-- begin DATASET CONTENT --

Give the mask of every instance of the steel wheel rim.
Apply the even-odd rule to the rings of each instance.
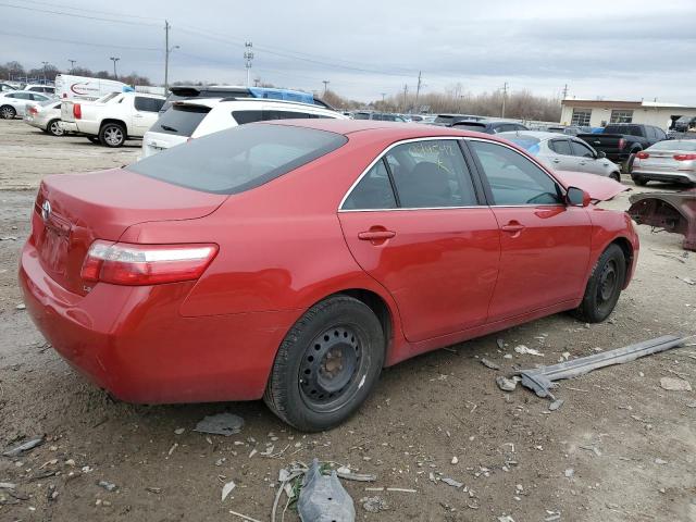
[[[51,123],[51,133],[55,136],[62,136],[63,135],[63,129],[61,128],[61,126],[58,124],[58,122],[53,122]]]
[[[109,127],[104,130],[104,139],[109,145],[119,145],[123,140],[123,133],[117,127]]]
[[[318,412],[335,411],[360,389],[366,338],[352,325],[326,328],[309,344],[299,368],[302,401]]]
[[[597,285],[597,298],[600,304],[611,301],[619,283],[619,274],[616,261],[607,262],[601,269],[599,284]]]

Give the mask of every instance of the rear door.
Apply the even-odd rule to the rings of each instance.
[[[338,217],[357,262],[396,300],[420,341],[486,321],[499,231],[458,139],[391,146],[347,195]]]
[[[584,208],[567,207],[560,185],[502,144],[468,138],[500,226],[500,270],[488,322],[583,295],[592,226]]]

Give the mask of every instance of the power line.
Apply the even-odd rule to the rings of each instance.
[[[12,8],[12,9],[23,9],[25,11],[33,11],[37,13],[48,13],[48,14],[58,14],[60,16],[73,16],[75,18],[85,18],[85,20],[97,20],[101,22],[115,22],[117,24],[128,24],[128,25],[145,25],[148,27],[153,26],[154,24],[146,24],[145,22],[128,22],[125,20],[115,20],[115,18],[104,18],[101,16],[87,16],[86,14],[75,14],[75,13],[66,13],[64,11],[51,11],[48,9],[38,9],[38,8],[29,8],[24,5],[14,5],[11,3],[0,3],[0,8]]]
[[[79,46],[90,46],[90,47],[108,47],[109,49],[126,49],[132,51],[158,51],[160,52],[162,49],[157,49],[153,47],[130,47],[130,46],[116,46],[112,44],[95,44],[92,41],[77,41],[77,40],[64,40],[62,38],[49,38],[47,36],[38,36],[38,35],[24,35],[22,33],[13,33],[9,30],[0,30],[0,35],[5,36],[17,36],[20,38],[30,38],[33,40],[46,40],[46,41],[59,41],[61,44],[76,44]]]

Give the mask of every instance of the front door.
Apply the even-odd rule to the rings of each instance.
[[[407,339],[486,321],[500,240],[482,200],[457,139],[393,147],[346,198],[338,216],[348,247],[394,297]]]
[[[592,234],[587,211],[566,206],[557,182],[517,150],[467,142],[500,226],[500,273],[488,322],[581,297]]]

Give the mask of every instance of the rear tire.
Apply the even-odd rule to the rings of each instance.
[[[619,245],[609,245],[592,271],[575,315],[586,323],[600,323],[613,311],[626,277],[626,259]]]
[[[365,400],[384,363],[385,337],[362,301],[337,295],[310,308],[275,356],[263,400],[304,432],[334,427]]]
[[[99,142],[104,147],[122,147],[126,140],[126,129],[120,123],[105,123],[99,129]]]
[[[60,126],[60,120],[51,120],[48,122],[48,125],[46,125],[46,132],[51,136],[63,136],[65,134],[63,128]]]
[[[3,120],[14,120],[14,116],[17,115],[17,111],[14,110],[12,105],[2,105],[0,107],[0,117]]]
[[[638,187],[645,187],[648,184],[648,181],[645,177],[641,176],[631,176],[633,183],[635,183]]]

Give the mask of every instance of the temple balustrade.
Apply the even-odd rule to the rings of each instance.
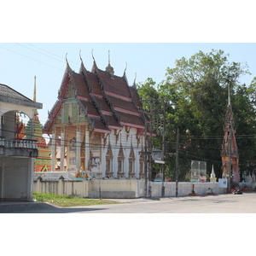
[[[0,155],[38,157],[38,141],[32,139],[8,139],[0,137]]]

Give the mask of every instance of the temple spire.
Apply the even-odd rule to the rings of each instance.
[[[231,102],[230,102],[230,84],[228,84],[228,106],[230,106]]]
[[[34,97],[33,97],[33,101],[37,102],[37,77],[34,76]]]
[[[109,50],[108,50],[108,65],[106,67],[106,72],[108,72],[108,73],[109,73],[110,74],[113,74],[113,75],[114,73],[113,68],[110,65],[110,51]]]

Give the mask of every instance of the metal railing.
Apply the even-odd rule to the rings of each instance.
[[[38,148],[38,141],[31,139],[13,139],[5,140],[4,137],[0,137],[0,147],[15,148]]]

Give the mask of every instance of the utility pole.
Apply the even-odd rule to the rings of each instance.
[[[148,197],[148,149],[147,149],[147,118],[146,115],[144,114],[144,119],[145,119],[145,139],[144,139],[144,143],[145,143],[145,161],[144,161],[144,178],[145,178],[145,197]]]
[[[228,137],[228,154],[229,154],[229,179],[228,179],[228,193],[230,193],[230,176],[231,176],[231,131],[232,131],[232,120],[230,120],[230,132]]]
[[[154,101],[154,100],[153,100]],[[150,125],[149,125],[149,129],[150,129],[150,140],[149,140],[149,148],[148,148],[148,181],[152,181],[152,149],[153,149],[153,143],[152,143],[152,101],[150,101],[150,110],[149,110],[149,115],[150,115]]]
[[[176,142],[176,161],[175,161],[175,179],[176,179],[176,196],[177,196],[177,179],[178,179],[178,139],[179,130],[177,128],[177,142]]]
[[[166,160],[166,102],[164,102],[164,120],[163,120],[163,134],[162,134],[162,160],[165,162]],[[166,169],[166,164],[162,164],[162,197],[165,196],[165,169]]]

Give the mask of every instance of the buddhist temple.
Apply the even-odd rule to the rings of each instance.
[[[34,84],[34,97],[36,102],[36,77]],[[33,127],[32,122],[29,120],[25,129],[25,135],[26,138],[30,138],[32,129],[33,129],[33,137],[38,141],[38,156],[34,160],[34,172],[49,172],[51,171],[51,157],[50,148],[46,144],[45,138],[43,137],[43,126],[39,121],[38,110],[34,111]]]
[[[224,132],[224,136],[221,151],[223,177],[227,177],[230,172],[230,177],[233,177],[233,182],[239,183],[238,148],[235,136],[234,116],[230,104],[230,93]]]
[[[114,75],[108,65],[91,71],[81,59],[79,73],[67,60],[58,98],[49,113],[44,133],[50,137],[52,170],[60,148],[60,171],[85,171],[90,176],[142,178],[144,156],[144,115],[134,82],[128,84],[125,70]],[[149,131],[149,129],[148,130]],[[65,168],[64,165],[67,165]]]

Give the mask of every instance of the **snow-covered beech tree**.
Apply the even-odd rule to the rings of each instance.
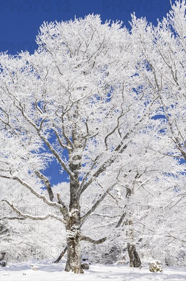
[[[18,183],[52,212],[29,215],[6,192],[3,202],[18,219],[52,219],[63,224],[67,271],[83,272],[81,241],[102,243],[109,240],[110,225],[118,241],[125,239],[130,265],[140,266],[135,245],[155,226],[151,229],[147,216],[139,219],[128,207],[145,205],[148,197],[148,204],[155,205],[161,193],[173,197],[172,186],[162,188],[171,178],[168,161],[172,179],[182,181],[183,169],[176,159],[185,153],[184,120],[178,118],[185,114],[183,99],[178,98],[185,95],[184,17],[179,21],[175,15],[183,14],[185,2],[176,3],[157,27],[134,15],[130,33],[121,22],[102,24],[94,15],[44,22],[34,55],[1,54],[1,176],[7,185]],[[170,25],[181,35],[175,37]],[[174,50],[166,60],[169,46]],[[68,190],[63,183],[61,190],[52,188],[51,178],[42,172],[54,159],[68,175]],[[142,172],[136,169],[142,166]],[[122,206],[123,212],[119,218],[105,215],[107,204]]]
[[[127,54],[121,57],[120,50],[107,48],[108,43],[127,42],[128,33],[120,27],[118,22],[101,25],[94,15],[44,23],[34,55],[1,56],[2,166],[6,165],[1,176],[18,181],[46,204],[59,208],[63,218],[53,213],[29,217],[6,202],[23,217],[43,220],[49,216],[64,224],[67,271],[83,272],[81,240],[99,243],[106,239],[85,236],[81,226],[117,184],[115,179],[105,182],[101,196],[83,216],[80,199],[129,145],[129,134],[123,133],[121,124],[129,118],[135,121],[142,110],[139,107],[135,112],[138,97],[132,89],[129,95],[125,89],[126,82],[135,83],[132,59]],[[146,116],[143,114],[136,125]],[[104,126],[111,124],[113,128],[108,133]],[[44,150],[44,145],[49,152]],[[41,172],[52,157],[69,175],[69,206],[59,193],[54,197],[49,179]],[[19,174],[18,164],[24,167]],[[32,184],[35,177],[45,184],[49,198]]]

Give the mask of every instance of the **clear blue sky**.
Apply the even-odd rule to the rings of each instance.
[[[11,54],[21,50],[34,52],[36,36],[44,21],[67,20],[94,13],[100,14],[102,21],[119,19],[129,28],[134,12],[156,25],[157,18],[162,19],[170,9],[167,0],[1,0],[0,5],[1,51]],[[67,180],[66,175],[59,174],[56,162],[45,172],[52,176],[52,184]]]

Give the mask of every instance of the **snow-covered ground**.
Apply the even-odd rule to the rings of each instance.
[[[127,266],[91,265],[84,274],[74,274],[64,271],[65,264],[35,264],[38,271],[33,270],[31,263],[11,264],[1,269],[1,281],[178,281],[185,280],[184,268],[168,267],[161,273],[150,272],[147,267],[131,268]],[[24,274],[23,274],[24,273]],[[24,275],[25,274],[25,275]]]

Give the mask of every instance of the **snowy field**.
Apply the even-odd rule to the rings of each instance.
[[[30,267],[30,263],[11,264],[1,268],[1,281],[178,281],[185,280],[184,268],[166,268],[163,272],[150,272],[147,267],[140,269],[123,265],[91,265],[84,274],[64,271],[65,264],[35,264],[37,271]],[[23,274],[24,273],[24,274]],[[24,274],[26,275],[24,275]]]

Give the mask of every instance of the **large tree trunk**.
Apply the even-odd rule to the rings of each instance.
[[[142,263],[140,257],[136,251],[136,246],[132,244],[127,243],[127,250],[130,260],[130,267],[141,267]]]
[[[126,198],[129,198],[132,194],[134,194],[134,192],[133,187],[131,189],[126,188]],[[126,205],[125,205],[125,206],[126,206]],[[131,225],[131,228],[128,227],[126,231],[126,236],[128,240],[127,250],[129,258],[129,265],[131,267],[141,267],[142,263],[140,258],[136,251],[136,246],[134,243],[134,232],[132,227],[133,224],[132,215],[132,214],[131,214],[130,215],[129,214],[129,218],[126,219],[125,218],[126,213],[124,213],[121,217],[116,227],[120,226],[124,220],[125,220],[123,223],[123,226]]]
[[[75,237],[68,238],[67,242],[67,260],[65,271],[69,272],[72,270],[74,273],[83,273],[84,271],[81,265],[80,237],[76,236]]]

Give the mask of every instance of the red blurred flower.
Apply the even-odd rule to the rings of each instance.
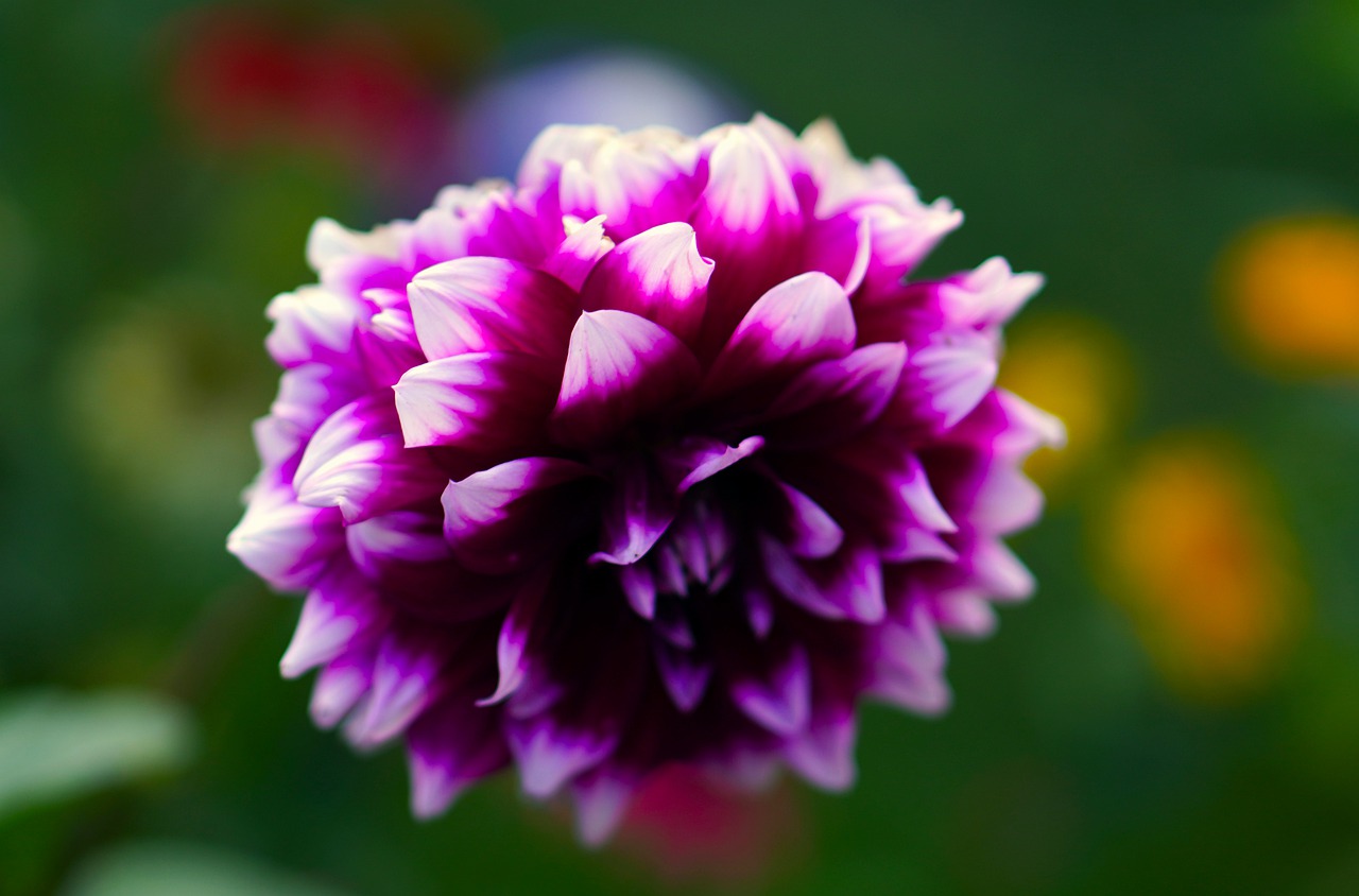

-- end DATASET CONTENT --

- _WHAT YOU SHOULD DO_:
Please turn the data, from the line containing "Give the mask of every instance of the **large" through the end, into a JSON list of strings with one string per line. Leave out blank lines and pictures.

- _THE OUTPUT_:
[
  "Give the mask of every instance of the **large tree trunk**.",
  "Apply the even-odd rule to the rings of each instance.",
  "[[[142,263],[140,257],[136,251],[136,246],[132,244],[127,243],[127,250],[130,260],[130,267],[141,267]]]",
  "[[[126,198],[129,198],[132,194],[134,194],[134,192],[133,187],[131,189],[126,188]],[[126,205],[125,205],[125,206],[126,206]],[[131,225],[131,228],[128,227],[126,231],[126,236],[128,240],[127,250],[129,258],[129,265],[131,267],[141,267],[142,263],[140,258],[136,251],[136,246],[134,243],[134,232],[132,227],[133,224],[132,215],[132,214],[131,214],[130,215],[129,214],[129,218],[126,219],[125,218],[126,213],[124,213],[121,217],[116,227],[120,226],[124,220],[125,220],[123,223],[123,226]]]",
  "[[[75,237],[68,238],[67,242],[67,260],[65,271],[69,272],[72,270],[74,273],[83,273],[84,271],[81,265],[80,237],[76,236]]]",
  "Give the mask of every instance of the red blurred flower.",
  "Apply the even-odd rule to the rings of each instance."
]